#### [Exercise]
This task calls for copying each line below that contains "field".

Stored data entries:

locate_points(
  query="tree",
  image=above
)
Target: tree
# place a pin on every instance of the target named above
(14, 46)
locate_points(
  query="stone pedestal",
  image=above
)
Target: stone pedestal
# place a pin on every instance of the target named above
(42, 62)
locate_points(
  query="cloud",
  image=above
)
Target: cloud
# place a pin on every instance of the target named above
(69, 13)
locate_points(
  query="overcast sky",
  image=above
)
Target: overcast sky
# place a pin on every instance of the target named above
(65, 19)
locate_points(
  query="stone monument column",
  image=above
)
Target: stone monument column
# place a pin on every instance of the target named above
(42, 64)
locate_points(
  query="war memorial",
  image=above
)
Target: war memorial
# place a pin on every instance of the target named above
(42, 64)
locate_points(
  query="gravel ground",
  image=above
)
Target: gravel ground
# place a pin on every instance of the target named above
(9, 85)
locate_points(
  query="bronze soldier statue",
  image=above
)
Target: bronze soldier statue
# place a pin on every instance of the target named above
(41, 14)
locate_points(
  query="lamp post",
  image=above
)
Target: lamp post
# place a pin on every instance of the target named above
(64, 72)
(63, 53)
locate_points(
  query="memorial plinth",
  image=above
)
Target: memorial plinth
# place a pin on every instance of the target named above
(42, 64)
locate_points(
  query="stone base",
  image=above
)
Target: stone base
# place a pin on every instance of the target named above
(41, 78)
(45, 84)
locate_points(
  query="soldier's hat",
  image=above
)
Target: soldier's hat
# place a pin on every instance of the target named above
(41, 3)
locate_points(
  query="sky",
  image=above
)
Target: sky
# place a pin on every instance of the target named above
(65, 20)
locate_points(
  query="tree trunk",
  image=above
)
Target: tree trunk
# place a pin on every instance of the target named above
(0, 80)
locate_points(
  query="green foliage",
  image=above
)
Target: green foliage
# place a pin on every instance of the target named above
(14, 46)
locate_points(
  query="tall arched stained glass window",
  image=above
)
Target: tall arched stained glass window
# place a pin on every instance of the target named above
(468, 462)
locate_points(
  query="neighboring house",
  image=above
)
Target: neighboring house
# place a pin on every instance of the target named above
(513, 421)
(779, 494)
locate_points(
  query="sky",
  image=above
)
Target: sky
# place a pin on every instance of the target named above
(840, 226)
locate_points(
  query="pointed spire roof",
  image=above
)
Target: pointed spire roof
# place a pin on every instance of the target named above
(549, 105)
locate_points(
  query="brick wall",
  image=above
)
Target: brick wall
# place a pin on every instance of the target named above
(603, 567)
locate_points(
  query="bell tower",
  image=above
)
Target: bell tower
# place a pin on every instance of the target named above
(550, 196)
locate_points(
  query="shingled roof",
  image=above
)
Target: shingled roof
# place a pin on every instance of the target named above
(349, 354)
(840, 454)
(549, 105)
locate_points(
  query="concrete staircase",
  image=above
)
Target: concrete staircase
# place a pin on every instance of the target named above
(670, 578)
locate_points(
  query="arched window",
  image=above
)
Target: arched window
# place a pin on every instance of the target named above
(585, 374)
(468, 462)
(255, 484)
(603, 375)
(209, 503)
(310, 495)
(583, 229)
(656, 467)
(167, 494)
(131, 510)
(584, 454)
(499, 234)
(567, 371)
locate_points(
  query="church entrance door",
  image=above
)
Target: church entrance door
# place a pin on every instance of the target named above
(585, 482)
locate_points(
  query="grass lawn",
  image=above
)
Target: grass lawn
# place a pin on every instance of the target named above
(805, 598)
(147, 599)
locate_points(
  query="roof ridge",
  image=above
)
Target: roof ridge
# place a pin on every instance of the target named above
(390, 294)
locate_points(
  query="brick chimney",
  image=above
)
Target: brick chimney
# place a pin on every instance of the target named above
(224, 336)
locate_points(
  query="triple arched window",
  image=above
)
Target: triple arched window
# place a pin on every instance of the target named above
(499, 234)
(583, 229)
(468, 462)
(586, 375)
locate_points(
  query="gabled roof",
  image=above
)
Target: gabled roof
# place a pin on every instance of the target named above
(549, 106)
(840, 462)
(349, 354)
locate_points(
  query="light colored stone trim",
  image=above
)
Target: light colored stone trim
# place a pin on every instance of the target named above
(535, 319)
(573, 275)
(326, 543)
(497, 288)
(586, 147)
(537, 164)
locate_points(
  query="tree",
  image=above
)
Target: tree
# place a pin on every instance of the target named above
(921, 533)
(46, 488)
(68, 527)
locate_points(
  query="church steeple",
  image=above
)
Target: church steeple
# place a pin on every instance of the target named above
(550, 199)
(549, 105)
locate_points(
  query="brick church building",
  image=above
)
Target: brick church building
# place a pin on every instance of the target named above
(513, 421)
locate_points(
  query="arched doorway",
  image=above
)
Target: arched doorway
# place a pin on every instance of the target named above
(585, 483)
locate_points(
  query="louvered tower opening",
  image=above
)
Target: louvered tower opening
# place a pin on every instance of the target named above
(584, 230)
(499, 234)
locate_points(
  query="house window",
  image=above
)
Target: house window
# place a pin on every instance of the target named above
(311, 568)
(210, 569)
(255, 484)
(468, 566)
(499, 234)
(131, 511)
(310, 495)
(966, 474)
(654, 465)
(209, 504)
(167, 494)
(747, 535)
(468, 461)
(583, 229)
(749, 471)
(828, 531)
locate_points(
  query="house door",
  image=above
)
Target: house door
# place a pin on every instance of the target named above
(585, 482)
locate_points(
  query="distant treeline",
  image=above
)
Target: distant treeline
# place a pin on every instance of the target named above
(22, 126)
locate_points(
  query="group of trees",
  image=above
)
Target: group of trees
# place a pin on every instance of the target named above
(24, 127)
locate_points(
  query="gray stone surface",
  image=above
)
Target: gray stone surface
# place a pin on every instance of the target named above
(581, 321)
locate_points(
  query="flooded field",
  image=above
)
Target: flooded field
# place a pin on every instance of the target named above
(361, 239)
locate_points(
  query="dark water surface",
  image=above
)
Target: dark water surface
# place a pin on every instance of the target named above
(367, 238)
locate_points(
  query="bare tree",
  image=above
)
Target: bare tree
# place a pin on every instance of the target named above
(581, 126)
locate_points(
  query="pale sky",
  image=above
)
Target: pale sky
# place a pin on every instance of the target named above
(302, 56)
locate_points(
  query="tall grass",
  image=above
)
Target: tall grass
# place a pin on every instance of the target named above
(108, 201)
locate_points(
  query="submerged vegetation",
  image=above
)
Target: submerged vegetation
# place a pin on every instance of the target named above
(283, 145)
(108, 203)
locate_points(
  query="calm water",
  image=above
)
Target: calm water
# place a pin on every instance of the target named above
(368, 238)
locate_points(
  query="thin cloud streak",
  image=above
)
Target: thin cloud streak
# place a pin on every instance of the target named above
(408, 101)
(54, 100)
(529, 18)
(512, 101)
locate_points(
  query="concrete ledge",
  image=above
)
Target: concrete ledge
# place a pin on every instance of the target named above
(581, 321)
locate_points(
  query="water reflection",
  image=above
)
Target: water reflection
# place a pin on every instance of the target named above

#### [Written response]
  query="flooded field",
Target: flooded field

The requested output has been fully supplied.